**STATED EXERCISE**
Print every line of the entries below that contains the string "target".

-- start of DATA PROVIDED --

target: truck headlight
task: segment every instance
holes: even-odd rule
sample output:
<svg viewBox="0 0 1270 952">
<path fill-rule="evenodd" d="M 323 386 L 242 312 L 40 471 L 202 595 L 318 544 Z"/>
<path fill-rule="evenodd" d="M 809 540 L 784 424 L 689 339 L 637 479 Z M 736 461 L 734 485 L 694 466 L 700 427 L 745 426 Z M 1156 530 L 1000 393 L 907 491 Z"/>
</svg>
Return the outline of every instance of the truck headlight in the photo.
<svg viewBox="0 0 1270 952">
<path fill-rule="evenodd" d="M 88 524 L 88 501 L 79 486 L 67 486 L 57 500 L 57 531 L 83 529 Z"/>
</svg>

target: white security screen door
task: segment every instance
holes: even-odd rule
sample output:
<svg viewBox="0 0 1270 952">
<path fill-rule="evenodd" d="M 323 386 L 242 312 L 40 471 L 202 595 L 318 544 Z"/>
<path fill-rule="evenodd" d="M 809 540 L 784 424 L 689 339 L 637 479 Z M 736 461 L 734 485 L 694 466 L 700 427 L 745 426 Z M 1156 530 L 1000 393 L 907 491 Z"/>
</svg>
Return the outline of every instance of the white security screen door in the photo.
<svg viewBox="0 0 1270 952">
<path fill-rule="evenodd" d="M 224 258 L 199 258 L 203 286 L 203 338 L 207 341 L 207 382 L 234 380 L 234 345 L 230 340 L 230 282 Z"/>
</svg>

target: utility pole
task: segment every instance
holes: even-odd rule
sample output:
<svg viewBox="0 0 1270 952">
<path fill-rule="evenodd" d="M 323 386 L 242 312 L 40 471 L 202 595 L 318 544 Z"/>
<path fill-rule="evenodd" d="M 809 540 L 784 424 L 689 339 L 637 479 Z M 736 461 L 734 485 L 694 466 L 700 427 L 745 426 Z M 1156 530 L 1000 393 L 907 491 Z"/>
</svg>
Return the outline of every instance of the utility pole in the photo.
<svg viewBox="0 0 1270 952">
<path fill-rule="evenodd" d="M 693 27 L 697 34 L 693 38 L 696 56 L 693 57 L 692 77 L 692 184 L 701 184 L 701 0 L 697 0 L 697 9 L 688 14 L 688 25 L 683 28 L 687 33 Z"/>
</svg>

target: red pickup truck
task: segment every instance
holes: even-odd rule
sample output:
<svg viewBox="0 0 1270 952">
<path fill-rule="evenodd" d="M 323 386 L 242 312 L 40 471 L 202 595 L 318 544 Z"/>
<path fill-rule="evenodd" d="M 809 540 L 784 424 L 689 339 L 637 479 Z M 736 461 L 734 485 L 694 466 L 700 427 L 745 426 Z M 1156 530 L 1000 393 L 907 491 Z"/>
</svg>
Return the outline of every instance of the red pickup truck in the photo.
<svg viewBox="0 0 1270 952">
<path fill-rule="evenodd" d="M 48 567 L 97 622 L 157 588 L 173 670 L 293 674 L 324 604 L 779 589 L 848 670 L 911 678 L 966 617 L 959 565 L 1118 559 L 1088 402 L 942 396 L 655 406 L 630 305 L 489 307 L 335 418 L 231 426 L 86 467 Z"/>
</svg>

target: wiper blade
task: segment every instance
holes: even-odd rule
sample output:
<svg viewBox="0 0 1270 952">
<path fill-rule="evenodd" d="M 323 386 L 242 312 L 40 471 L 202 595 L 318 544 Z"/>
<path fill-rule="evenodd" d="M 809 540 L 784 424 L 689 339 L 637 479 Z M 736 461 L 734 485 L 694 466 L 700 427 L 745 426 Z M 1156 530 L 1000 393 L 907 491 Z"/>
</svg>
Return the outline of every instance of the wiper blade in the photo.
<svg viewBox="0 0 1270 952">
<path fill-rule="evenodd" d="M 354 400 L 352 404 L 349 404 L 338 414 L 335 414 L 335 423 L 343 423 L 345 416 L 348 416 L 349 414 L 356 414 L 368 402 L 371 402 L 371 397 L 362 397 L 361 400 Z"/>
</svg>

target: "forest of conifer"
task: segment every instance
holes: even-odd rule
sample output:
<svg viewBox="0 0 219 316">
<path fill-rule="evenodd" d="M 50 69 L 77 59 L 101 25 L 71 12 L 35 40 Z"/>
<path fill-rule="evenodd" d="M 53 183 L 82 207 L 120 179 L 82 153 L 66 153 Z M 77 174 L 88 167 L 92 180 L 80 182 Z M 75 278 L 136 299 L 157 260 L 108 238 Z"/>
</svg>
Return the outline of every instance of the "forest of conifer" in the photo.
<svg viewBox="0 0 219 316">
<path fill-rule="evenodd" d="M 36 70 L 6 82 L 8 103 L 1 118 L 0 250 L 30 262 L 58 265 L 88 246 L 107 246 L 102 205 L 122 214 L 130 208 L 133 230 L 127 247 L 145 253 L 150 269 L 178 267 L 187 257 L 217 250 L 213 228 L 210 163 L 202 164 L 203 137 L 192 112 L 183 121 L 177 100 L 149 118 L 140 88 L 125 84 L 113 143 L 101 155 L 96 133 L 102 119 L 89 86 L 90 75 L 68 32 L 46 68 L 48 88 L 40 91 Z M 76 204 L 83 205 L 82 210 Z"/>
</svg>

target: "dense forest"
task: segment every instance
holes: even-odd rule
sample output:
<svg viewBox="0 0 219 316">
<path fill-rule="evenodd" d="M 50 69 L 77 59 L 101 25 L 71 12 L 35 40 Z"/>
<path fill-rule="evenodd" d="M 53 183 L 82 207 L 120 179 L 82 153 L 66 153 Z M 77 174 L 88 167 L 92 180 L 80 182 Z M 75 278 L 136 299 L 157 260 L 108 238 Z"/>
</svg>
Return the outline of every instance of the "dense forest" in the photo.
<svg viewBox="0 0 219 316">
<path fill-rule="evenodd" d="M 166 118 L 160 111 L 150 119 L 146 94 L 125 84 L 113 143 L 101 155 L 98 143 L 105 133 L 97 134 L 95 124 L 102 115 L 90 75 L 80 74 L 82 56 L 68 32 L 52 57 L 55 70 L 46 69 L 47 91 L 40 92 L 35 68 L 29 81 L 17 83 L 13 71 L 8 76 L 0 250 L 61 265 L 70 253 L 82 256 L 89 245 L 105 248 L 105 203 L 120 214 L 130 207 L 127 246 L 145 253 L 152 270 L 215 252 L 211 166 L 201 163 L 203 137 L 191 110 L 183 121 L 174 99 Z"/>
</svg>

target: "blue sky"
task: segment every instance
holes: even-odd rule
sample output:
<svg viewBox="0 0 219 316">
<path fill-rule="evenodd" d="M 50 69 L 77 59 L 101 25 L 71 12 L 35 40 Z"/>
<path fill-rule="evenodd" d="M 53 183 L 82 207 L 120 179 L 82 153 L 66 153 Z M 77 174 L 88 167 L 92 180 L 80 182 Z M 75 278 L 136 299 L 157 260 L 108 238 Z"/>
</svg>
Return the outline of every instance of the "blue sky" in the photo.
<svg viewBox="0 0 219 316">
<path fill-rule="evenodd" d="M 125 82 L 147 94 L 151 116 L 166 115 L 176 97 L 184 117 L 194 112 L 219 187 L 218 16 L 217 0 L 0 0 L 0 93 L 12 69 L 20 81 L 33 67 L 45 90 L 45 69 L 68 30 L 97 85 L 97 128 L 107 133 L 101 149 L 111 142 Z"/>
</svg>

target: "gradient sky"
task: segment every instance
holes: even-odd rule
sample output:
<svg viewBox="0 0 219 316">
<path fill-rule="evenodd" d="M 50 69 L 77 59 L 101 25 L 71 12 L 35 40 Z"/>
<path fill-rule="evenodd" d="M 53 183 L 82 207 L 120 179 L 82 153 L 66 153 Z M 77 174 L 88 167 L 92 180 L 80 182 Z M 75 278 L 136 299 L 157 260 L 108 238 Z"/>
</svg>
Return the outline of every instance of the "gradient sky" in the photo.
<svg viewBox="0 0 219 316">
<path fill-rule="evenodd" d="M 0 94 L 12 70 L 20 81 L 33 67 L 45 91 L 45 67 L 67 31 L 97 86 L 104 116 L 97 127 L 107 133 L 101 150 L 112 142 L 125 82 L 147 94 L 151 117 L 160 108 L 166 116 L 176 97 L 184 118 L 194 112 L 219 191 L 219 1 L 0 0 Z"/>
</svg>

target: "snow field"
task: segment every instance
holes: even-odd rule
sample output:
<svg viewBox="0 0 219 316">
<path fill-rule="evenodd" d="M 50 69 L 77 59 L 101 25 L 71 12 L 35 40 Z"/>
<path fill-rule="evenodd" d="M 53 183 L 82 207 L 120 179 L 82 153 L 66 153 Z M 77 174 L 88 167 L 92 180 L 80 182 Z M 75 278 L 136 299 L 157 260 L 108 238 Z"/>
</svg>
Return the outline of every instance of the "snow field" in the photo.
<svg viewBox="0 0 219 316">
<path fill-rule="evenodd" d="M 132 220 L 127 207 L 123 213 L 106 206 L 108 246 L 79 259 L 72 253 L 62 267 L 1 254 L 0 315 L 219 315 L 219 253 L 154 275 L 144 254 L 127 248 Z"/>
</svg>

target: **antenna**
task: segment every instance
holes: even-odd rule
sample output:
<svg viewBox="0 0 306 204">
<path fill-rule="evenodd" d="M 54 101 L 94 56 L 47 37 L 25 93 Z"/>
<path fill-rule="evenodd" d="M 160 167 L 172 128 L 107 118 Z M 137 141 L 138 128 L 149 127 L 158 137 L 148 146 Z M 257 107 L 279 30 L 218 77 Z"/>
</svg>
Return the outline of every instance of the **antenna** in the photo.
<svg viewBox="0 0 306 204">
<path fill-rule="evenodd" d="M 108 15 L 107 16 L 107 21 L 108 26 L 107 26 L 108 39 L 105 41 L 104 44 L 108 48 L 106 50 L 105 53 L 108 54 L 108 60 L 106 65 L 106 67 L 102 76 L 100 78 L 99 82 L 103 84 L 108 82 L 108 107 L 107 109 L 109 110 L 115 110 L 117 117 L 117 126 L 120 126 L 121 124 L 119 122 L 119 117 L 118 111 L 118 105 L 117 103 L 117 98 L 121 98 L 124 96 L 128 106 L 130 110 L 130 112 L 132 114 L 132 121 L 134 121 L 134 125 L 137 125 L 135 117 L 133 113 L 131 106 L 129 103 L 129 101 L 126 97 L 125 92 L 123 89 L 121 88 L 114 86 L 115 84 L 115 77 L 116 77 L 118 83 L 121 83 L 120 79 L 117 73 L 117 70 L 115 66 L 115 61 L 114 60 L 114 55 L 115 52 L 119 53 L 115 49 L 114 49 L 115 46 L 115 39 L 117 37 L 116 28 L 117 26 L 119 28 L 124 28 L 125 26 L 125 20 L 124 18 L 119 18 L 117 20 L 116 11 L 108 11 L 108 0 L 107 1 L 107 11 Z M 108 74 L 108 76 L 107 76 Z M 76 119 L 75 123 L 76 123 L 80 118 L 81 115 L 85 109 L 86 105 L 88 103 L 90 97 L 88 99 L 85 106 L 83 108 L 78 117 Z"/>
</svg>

-- end of DATA PROVIDED --

**RESPONSE TO THE TASK**
target: truck headlight
target: white security screen door
target: utility pole
target: red pickup truck
target: wiper blade
target: "forest of conifer"
target: "dense forest"
target: "blue sky"
target: "gradient sky"
target: "snow field"
target: **antenna**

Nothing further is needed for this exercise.